**Set tasks**:
**A.** In the forum thread below about Keyush the stunt dog, what food does Keyush love?
**B.** Carry on the forum thread about Keyush the stunt dog from the point where it stops.

**Document extract**:
════════

# Does anyone follow Keyush the stunt dog on You Tube.



## Marie5656 (Dec 17, 2022)

*He is a Siberian Husky living in OZ. His mom documents their adventures on You Tube.  She evens translates his barks to words......he loves waffles.
Anyway, she wrote a book  about how they came to be when he was a pupper.        Even if you are not interested in the book, his videos are great





*


----------



## Right Now (Dec 17, 2022)

It sounds like you enjoy it, but I don't watch it at all.  I don't do much YouTube.
Still, it's nice you let others know what is out there to entertain us.


----------



## Marie5656 (Dec 17, 2022)

Right Now said:


> It sounds like you enjoy it, but I don't watch it at all.  I don't do much YouTube.
> Still, it's nice you let others know what is out there to entertain us.


*I like that we, here, have varied interests. Which makes this place fun*


----------



## Disgustedman (Dec 17, 2022)

I've watched off and on. I am well aware his bff is Sherpa. What I fear, is his owners reaction when he passes. I pray it's not like the owner of the Talking Cat Sylvester when Gibson died unexpectedly.


----------



## Marie5656 (Dec 17, 2022)

════════

**Source material**:
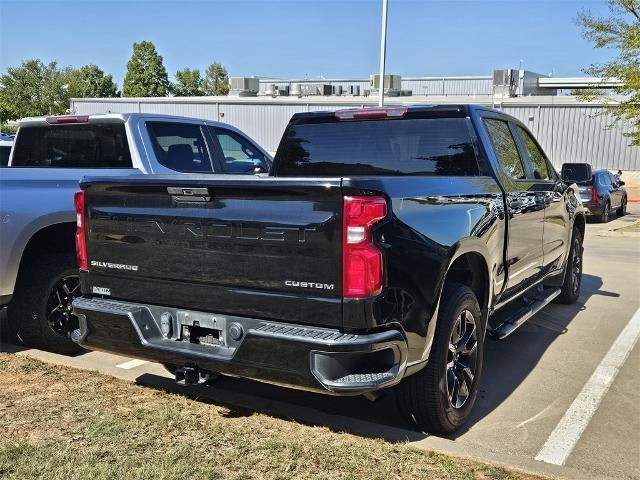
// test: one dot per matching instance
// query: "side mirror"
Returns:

════════

**Written responses**:
**A.** Waffles.

**B.**
Disgustedman said:


> I've watched off and on. I am well aware his bff is Sherpa. What I fear, is his owbers reaction when he passes. I pray it's not like the owner of the Talking Cat Sylvester when Gibson died unexpectedly.


Yes....I was sad for Sylvester when Steve died.  Sylvester lost the man who gave words to his thoughts. All Steves furry family is with him now.  I know Steve was sad, and I hope being reunited with his animals is good. 
Right...Key and Sherpas owners will be sad.  I worry for the day Key loses the bisket giver


----------



## HoneyNut (Dec 17, 2022)

I only learned about what happened with Steve last month.  So sad.  I really liked Sylvester Talking Kitty videos.  Haven't watched the Husky videos (except one from the link just now).  For a while I was watching some youtube videos of a dog that talks with buttons, but I haven't for awhile, but still watch a cat that talks with buttons.


----------



## Marie5656 (Dec 18, 2022)

HoneyNut said:


> I only learned about what happened with Steve last month.  So sad.  I really liked Sylvester Talking Kitty videos.  Haven't watched the Husky videos (except one from the link just now).  For a while I was watching some youtube videos of a dog that talks with buttons, but I haven't for awhile, but still watch a cat that talks with buttons.


I love Billi.  Do you watch Russell the cat?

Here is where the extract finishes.